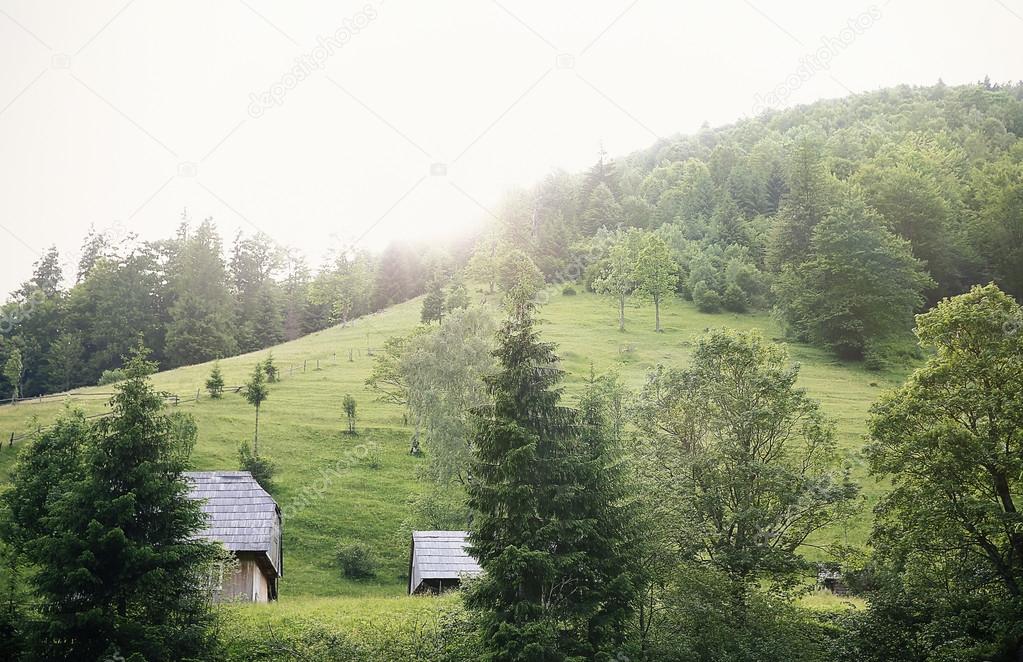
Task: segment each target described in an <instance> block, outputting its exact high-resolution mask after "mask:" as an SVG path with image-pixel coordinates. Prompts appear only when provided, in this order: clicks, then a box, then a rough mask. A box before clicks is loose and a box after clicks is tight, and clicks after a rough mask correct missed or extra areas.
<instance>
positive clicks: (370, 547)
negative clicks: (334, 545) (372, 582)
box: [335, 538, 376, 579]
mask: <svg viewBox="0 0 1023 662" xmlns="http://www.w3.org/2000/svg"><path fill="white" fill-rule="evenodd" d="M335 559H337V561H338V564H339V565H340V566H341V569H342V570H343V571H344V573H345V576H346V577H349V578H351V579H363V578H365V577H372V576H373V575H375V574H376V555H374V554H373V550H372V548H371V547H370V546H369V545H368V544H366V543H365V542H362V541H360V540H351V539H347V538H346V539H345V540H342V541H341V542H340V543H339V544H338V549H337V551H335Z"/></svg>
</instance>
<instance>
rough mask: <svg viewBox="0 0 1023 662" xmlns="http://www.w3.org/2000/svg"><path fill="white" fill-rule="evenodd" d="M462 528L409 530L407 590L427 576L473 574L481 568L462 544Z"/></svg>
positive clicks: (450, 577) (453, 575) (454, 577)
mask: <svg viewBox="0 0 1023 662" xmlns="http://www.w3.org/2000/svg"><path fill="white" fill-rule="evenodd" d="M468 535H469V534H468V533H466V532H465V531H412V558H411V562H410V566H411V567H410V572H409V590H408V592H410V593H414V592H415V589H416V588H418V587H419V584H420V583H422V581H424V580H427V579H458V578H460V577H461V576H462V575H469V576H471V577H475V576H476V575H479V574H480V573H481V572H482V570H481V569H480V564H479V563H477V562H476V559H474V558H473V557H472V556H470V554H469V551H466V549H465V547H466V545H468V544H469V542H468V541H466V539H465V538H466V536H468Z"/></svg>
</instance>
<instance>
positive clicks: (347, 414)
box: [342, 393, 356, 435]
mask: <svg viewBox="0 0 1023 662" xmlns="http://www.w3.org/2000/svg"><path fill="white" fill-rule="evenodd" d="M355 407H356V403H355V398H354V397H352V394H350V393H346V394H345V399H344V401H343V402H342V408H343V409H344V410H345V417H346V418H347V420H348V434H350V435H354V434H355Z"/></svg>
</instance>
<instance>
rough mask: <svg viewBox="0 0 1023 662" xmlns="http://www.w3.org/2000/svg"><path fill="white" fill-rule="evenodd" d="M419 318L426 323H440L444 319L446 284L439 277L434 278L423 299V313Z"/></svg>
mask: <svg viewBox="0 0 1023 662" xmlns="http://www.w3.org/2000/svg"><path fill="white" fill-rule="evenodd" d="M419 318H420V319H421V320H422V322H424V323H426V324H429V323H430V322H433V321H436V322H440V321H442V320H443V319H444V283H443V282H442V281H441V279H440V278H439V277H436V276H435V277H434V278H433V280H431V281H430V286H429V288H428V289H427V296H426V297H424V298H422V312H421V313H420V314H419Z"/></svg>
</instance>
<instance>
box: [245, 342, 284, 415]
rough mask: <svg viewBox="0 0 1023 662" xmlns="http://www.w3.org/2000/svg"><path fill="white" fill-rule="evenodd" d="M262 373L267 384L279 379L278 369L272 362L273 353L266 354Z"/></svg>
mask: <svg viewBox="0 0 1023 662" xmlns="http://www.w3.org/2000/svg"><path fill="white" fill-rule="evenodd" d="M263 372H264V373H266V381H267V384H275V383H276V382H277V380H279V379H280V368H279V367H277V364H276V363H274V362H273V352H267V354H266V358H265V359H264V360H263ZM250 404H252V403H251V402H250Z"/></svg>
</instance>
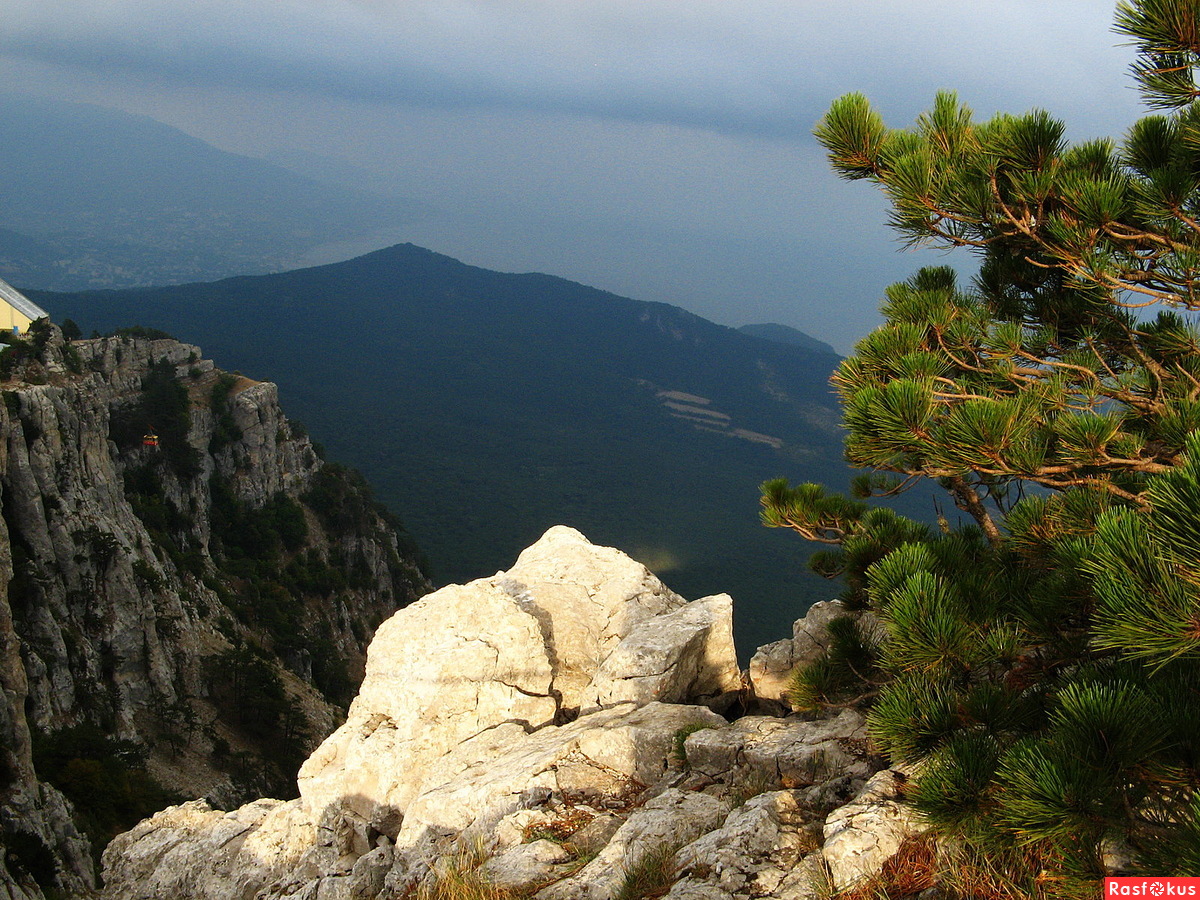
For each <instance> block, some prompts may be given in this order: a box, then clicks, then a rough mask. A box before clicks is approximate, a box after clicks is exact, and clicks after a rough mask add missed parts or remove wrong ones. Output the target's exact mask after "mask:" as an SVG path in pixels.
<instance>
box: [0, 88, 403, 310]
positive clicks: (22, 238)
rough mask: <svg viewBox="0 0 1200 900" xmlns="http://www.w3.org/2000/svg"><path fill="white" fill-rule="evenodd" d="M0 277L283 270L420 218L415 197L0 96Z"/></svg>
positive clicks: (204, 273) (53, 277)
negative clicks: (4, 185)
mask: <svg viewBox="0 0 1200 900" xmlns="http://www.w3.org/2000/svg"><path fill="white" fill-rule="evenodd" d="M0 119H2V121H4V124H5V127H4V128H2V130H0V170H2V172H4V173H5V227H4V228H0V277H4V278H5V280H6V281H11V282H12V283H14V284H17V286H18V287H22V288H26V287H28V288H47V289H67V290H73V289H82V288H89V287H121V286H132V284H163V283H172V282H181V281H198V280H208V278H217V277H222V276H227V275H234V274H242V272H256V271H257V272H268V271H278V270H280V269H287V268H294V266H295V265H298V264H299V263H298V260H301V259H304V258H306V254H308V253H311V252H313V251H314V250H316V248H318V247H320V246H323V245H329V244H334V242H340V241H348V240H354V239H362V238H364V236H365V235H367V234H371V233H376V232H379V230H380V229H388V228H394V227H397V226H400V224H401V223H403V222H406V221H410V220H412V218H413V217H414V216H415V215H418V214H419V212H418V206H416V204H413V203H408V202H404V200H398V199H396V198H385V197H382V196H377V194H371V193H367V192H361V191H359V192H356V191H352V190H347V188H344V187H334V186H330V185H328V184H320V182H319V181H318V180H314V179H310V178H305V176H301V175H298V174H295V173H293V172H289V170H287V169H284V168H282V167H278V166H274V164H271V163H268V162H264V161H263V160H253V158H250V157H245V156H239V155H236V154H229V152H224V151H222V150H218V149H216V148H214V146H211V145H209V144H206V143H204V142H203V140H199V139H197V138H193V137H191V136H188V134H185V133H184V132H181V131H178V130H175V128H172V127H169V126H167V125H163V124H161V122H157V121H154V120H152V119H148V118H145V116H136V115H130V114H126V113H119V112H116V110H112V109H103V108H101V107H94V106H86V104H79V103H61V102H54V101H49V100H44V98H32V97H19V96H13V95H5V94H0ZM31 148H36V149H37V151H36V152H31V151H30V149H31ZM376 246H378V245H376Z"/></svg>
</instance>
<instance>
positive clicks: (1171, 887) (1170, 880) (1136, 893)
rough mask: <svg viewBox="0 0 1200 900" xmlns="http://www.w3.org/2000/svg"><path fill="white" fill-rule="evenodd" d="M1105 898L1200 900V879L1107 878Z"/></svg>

..........

Activity>
Could you repeat all of the entries exactly, without any of the images?

Final answer>
Task: segment each target described in an <instance> block, outputting its exact high-resolution mask after "mask:" as an SVG path with image-pixel coordinates. Prompts appear only when provided, in this order: clicks, then a box, then a rough mask. A box before clicks is loose and a box after clicks is tight, and clicks after a rough mask correct missed or extra areas.
<instance>
positive clicks: (370, 547)
negative clicks: (334, 545) (372, 582)
box: [335, 538, 376, 579]
mask: <svg viewBox="0 0 1023 662" xmlns="http://www.w3.org/2000/svg"><path fill="white" fill-rule="evenodd" d="M335 559H337V561H338V564H339V565H340V566H341V569H342V570H343V571H344V573H345V576H346V577H349V578H351V579H363V578H365V577H372V576H373V575H375V574H376V555H374V554H373V550H372V548H371V547H370V546H369V545H368V544H366V543H365V542H362V541H360V540H351V539H347V538H346V539H345V540H342V541H341V542H340V543H339V544H338V549H337V551H335Z"/></svg>
</instance>
<instance>
rough mask: <svg viewBox="0 0 1023 662" xmlns="http://www.w3.org/2000/svg"><path fill="white" fill-rule="evenodd" d="M462 528L409 530L407 590L427 576L473 574L481 568L462 544Z"/></svg>
positive clicks: (450, 577) (453, 575) (454, 577)
mask: <svg viewBox="0 0 1023 662" xmlns="http://www.w3.org/2000/svg"><path fill="white" fill-rule="evenodd" d="M468 535H469V534H468V533H466V532H465V531H412V558H411V562H410V566H411V567H410V572H409V590H408V592H410V593H414V592H415V589H416V588H418V587H419V584H420V583H422V581H424V580H427V579H458V578H460V577H461V576H462V575H469V576H471V577H475V576H476V575H479V574H480V573H481V572H482V570H481V569H480V564H479V563H477V562H476V559H474V558H473V557H472V556H470V554H469V551H466V549H465V547H466V545H468V544H469V542H468V541H466V539H465V538H466V536H468Z"/></svg>
</instance>
<instance>
positive clicks: (347, 414)
box: [342, 393, 356, 435]
mask: <svg viewBox="0 0 1023 662" xmlns="http://www.w3.org/2000/svg"><path fill="white" fill-rule="evenodd" d="M355 407H356V403H355V398H354V397H352V394H350V393H346V394H345V399H344V401H343V402H342V408H343V409H344V410H345V417H346V418H347V420H348V434H350V435H354V434H355Z"/></svg>
</instance>
<instance>
rough mask: <svg viewBox="0 0 1023 662" xmlns="http://www.w3.org/2000/svg"><path fill="white" fill-rule="evenodd" d="M419 318L426 323H440L444 319L446 284L439 277L434 278L423 299V313Z"/></svg>
mask: <svg viewBox="0 0 1023 662" xmlns="http://www.w3.org/2000/svg"><path fill="white" fill-rule="evenodd" d="M419 318H420V319H421V320H422V322H424V323H426V324H429V323H430V322H433V321H436V322H440V321H442V320H443V319H444V283H443V282H442V281H441V279H440V278H439V277H436V276H435V277H434V278H433V280H431V281H430V286H429V288H428V289H427V296H426V297H424V298H422V312H421V313H420V314H419Z"/></svg>
</instance>
<instance>
box: [245, 342, 284, 415]
rough mask: <svg viewBox="0 0 1023 662" xmlns="http://www.w3.org/2000/svg"><path fill="white" fill-rule="evenodd" d="M262 373L267 384L279 379L278 369L272 362L273 353L266 354Z"/></svg>
mask: <svg viewBox="0 0 1023 662" xmlns="http://www.w3.org/2000/svg"><path fill="white" fill-rule="evenodd" d="M263 372H264V373H266V381H267V384H275V383H276V382H277V380H279V379H280V368H279V367H277V364H276V363H274V362H273V352H267V354H266V358H265V359H264V360H263ZM250 404H252V403H251V402H250Z"/></svg>
</instance>
For each <instance> block, some prompts may be given in this order: a box, then clicks, then a rough mask. A box before clicks is approximate, a box after clicks is exact, and clicks after a rough mask add missed parts or remove wrong ones. Output the target's exact mask after "mask:" as an SVG path in pixels.
<instance>
box: [0, 88, 403, 310]
positive clicks: (22, 238)
rough mask: <svg viewBox="0 0 1200 900" xmlns="http://www.w3.org/2000/svg"><path fill="white" fill-rule="evenodd" d="M0 277L283 270L420 218L415 197L0 96Z"/></svg>
positive clicks: (204, 273) (53, 277)
negative clicks: (4, 185)
mask: <svg viewBox="0 0 1200 900" xmlns="http://www.w3.org/2000/svg"><path fill="white" fill-rule="evenodd" d="M0 119H2V121H4V124H5V127H4V128H2V130H0V170H2V172H4V173H5V227H4V228H0V277H4V278H5V280H6V281H11V282H12V283H14V284H17V286H18V287H22V288H26V287H28V288H47V289H67V290H73V289H82V288H89V287H121V286H132V284H163V283H172V282H181V281H198V280H208V278H217V277H222V276H227V275H234V274H242V272H256V271H257V272H268V271H278V270H280V269H287V268H294V266H295V265H298V264H299V263H298V260H301V259H304V258H306V254H308V253H311V252H313V251H314V250H316V248H318V247H320V246H323V245H329V244H334V242H340V241H348V240H354V239H362V238H364V236H365V235H367V234H371V233H376V232H379V230H380V229H388V228H394V227H397V226H400V224H401V223H403V222H406V221H410V220H412V218H413V217H414V216H415V215H418V214H419V212H418V206H416V204H413V203H408V202H404V200H398V199H396V198H385V197H382V196H377V194H371V193H367V192H361V191H359V192H356V191H352V190H347V188H344V187H334V186H330V185H328V184H320V182H319V181H318V180H314V179H310V178H305V176H301V175H298V174H295V173H293V172H289V170H287V169H284V168H282V167H278V166H274V164H271V163H268V162H264V161H263V160H253V158H250V157H245V156H239V155H236V154H229V152H224V151H222V150H218V149H216V148H214V146H211V145H209V144H206V143H204V142H203V140H199V139H197V138H193V137H191V136H188V134H185V133H184V132H181V131H178V130H175V128H172V127H169V126H167V125H163V124H161V122H157V121H154V120H152V119H148V118H145V116H136V115H130V114H126V113H119V112H116V110H112V109H103V108H101V107H94V106H86V104H79V103H61V102H54V101H49V100H44V98H32V97H19V96H13V95H5V94H0ZM31 148H36V149H37V151H36V152H31V151H30V149H31ZM376 246H378V245H376Z"/></svg>
</instance>
<instance>
positive clicks: (1171, 887) (1170, 880) (1136, 893)
rough mask: <svg viewBox="0 0 1200 900" xmlns="http://www.w3.org/2000/svg"><path fill="white" fill-rule="evenodd" d="M1105 898L1200 900V879L1107 878Z"/></svg>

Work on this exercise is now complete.